→ BRIEF 1:
Summarize the passage on Emotion-Focused Therapy and Christian Psychology in two sentences.
→ BRIEF 2:
From the passage on Emotion-Focused Therapy and Christian Psychology, return the text starting with "My friend and" and going on through "a Christian Psychology.".

→ SELECTED PASSAGE:

──────────────────────────────

My friend and colleague Mike McFee (Eastern University) and I recently had an article published in the latest edition of the Journal of Psychology & Christianity (v. 30, pp 317-328). In it we tried to tackle how someone from a Christian Psychology perspective might interact with Emotion-Focused Therapy, a popular treatment protocol.
Here’s how we started our paper,
Emotion-Focused Therapy (EFT) is a rapidly growing treatment system offering empirically based treatment for couples and families. As with many current secular theories of psychology, EFT is embedded in humanistic assumptions which propose a few challenges to the Christian practitioner…. Using the methodology of Eric Johnson…this essay explores the practices of translating EFT into a Christian Psychology.
Next we identify a problem for counselors. We say that being christian and thinking christianly is supposed to influence all that we do. But, the truth is much of what goes on in Christian counseling doesn’t look that much different from counseling from markedly different ideologies. Both are compassionate and use similar techniques. The problem isn’t always bad integration but that we haven’t defined well the various levels of translation between two languages (i.e., humanistic founded EFT and Christian psychology).

──────────────────────────────

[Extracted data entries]
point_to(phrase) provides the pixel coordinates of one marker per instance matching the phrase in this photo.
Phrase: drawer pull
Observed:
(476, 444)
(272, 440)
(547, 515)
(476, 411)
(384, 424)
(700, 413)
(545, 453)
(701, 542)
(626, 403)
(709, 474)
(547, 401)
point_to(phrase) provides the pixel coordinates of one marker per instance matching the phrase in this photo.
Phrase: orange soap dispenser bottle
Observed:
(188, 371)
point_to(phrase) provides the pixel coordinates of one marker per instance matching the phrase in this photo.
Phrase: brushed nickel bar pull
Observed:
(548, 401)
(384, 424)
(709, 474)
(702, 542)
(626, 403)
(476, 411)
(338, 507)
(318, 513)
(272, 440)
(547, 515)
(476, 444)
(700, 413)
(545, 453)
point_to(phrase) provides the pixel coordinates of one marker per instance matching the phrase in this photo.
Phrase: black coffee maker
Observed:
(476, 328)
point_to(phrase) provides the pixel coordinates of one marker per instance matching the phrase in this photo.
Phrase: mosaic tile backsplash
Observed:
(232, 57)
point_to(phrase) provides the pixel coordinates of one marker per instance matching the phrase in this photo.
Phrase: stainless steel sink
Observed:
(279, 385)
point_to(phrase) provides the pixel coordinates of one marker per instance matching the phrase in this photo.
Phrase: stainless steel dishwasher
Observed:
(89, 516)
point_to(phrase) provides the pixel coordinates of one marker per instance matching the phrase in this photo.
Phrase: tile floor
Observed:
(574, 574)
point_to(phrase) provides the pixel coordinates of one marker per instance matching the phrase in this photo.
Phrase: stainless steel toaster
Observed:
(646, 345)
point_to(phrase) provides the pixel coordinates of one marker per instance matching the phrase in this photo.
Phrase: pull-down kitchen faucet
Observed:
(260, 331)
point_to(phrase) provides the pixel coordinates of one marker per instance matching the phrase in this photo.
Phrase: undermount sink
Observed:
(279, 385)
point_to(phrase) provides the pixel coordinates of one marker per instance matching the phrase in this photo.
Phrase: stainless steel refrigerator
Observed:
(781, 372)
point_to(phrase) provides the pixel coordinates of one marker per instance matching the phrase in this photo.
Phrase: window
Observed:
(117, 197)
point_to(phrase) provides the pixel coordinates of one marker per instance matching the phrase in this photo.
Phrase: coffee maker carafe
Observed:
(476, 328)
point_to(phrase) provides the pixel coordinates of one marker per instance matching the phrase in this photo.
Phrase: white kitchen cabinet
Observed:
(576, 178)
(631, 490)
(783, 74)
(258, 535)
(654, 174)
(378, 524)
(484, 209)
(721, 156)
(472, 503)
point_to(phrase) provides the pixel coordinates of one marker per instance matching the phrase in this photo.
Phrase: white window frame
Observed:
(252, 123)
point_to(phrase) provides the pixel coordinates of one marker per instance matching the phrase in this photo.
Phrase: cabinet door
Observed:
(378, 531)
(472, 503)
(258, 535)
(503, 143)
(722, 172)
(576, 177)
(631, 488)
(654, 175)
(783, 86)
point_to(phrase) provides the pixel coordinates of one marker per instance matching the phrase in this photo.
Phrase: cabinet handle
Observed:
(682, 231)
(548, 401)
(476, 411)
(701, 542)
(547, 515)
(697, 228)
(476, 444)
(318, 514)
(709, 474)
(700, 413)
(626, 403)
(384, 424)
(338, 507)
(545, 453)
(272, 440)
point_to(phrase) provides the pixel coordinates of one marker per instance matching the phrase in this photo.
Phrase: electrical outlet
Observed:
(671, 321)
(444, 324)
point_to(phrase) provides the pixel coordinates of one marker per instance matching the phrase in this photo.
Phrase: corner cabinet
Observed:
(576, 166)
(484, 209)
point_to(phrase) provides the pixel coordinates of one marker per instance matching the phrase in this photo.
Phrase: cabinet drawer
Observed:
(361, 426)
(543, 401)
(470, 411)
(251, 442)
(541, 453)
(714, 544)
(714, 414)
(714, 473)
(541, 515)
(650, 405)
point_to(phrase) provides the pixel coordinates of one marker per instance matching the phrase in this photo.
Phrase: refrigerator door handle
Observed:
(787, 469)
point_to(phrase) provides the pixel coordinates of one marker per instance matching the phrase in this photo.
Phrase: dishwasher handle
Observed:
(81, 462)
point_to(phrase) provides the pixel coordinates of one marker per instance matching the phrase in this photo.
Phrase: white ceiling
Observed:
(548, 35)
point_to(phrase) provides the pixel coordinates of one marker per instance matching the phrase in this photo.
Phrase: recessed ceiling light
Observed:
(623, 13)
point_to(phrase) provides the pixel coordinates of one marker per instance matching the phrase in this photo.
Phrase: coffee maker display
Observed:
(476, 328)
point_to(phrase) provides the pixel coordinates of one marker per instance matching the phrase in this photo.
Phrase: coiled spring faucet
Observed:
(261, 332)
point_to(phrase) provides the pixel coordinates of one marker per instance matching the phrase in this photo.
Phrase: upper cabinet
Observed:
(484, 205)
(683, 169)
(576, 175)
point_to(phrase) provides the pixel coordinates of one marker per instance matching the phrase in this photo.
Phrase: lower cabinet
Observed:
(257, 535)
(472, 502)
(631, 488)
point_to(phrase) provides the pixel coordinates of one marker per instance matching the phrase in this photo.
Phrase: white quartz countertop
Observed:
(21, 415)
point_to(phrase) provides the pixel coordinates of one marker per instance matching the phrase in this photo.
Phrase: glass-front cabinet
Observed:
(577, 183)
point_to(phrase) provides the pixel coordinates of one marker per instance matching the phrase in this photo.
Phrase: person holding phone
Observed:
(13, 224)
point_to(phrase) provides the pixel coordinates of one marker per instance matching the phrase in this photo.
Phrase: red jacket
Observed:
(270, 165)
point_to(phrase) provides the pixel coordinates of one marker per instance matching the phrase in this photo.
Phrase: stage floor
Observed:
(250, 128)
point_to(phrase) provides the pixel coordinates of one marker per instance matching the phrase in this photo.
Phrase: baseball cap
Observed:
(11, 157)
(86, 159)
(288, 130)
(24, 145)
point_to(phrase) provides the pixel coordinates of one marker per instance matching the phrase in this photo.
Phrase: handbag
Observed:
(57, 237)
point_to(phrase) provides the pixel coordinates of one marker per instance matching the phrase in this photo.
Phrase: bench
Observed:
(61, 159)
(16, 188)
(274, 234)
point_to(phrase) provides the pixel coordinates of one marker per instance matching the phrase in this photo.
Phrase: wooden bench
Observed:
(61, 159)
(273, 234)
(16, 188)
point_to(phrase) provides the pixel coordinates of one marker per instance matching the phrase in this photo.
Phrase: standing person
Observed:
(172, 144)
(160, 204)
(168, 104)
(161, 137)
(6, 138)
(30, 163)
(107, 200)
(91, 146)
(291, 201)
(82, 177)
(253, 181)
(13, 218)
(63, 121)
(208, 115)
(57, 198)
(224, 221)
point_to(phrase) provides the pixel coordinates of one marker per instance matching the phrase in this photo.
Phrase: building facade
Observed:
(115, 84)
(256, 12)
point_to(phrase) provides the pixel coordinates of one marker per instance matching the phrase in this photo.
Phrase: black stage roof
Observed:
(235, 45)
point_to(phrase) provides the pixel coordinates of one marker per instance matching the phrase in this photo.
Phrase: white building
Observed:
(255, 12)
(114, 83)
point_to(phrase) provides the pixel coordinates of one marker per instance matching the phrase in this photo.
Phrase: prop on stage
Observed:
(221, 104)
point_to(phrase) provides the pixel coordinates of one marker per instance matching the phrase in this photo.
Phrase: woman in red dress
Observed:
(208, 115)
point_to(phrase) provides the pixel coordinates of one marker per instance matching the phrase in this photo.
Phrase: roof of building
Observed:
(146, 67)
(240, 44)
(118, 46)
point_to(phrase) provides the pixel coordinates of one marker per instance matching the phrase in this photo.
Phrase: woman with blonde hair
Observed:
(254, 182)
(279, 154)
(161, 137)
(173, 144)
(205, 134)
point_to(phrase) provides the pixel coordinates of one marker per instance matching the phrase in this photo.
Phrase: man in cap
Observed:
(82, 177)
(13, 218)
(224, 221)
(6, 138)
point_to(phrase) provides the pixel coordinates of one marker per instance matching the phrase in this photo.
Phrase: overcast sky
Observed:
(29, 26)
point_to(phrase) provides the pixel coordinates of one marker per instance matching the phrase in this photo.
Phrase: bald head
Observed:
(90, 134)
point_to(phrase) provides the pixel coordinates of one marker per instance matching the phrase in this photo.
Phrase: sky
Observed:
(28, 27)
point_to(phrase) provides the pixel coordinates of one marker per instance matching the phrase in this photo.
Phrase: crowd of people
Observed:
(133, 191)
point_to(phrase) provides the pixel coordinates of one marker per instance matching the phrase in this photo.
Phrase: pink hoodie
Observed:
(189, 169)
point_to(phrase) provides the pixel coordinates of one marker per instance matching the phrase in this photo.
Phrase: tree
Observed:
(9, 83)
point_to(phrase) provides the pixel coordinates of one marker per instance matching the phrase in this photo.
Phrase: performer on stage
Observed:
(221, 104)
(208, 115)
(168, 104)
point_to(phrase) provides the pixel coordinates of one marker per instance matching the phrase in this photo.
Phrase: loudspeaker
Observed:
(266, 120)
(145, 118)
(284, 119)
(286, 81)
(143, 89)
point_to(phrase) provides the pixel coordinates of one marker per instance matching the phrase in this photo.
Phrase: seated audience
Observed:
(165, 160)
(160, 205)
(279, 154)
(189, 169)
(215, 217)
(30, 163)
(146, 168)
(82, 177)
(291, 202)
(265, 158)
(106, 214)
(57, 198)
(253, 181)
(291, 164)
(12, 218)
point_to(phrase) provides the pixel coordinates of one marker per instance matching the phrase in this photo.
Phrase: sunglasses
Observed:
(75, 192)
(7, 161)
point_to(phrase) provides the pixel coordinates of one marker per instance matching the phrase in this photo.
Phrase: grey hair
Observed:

──────────────────────────────

→ WRITTEN SOLUTION 1:
The writer and a colleague published an article in the Journal of Psychology & Christianity that explores how someone from a Christian Psychology perspective might interact with Emotion-Focused Therapy, a rapidly growing treatment system embedded in humanistic assumptions that pose challenges to the Christian practitioner. They identify a problem for counselors: much Christian counseling doesn't look much different from counseling from markedly different ideologies, and the trouble lies in not having defined well the levels of translation between the two languages.

→ WRITTEN SOLUTION 2:
My friend and colleague Mike McFee (Eastern University) and I recently had an article published in the latest edition of the Journal of Psychology & Christianity (v. 30, pp 317-328). In it we tried to tackle how someone from a Christian Psychology perspective might interact with Emotion-Focused Therapy, a popular treatment protocol.
Here’s how we started our paper,
Emotion-Focused Therapy (EFT) is a rapidly growing treatment system offering empirically based treatment for couples and families. As with many current secular theories of psychology, EFT is embedded in humanistic assumptions which propose a few challenges to the Christian practitioner…. Using the methodology of Eric Johnson…this essay explores the practices of translating EFT into a Christian Psychology.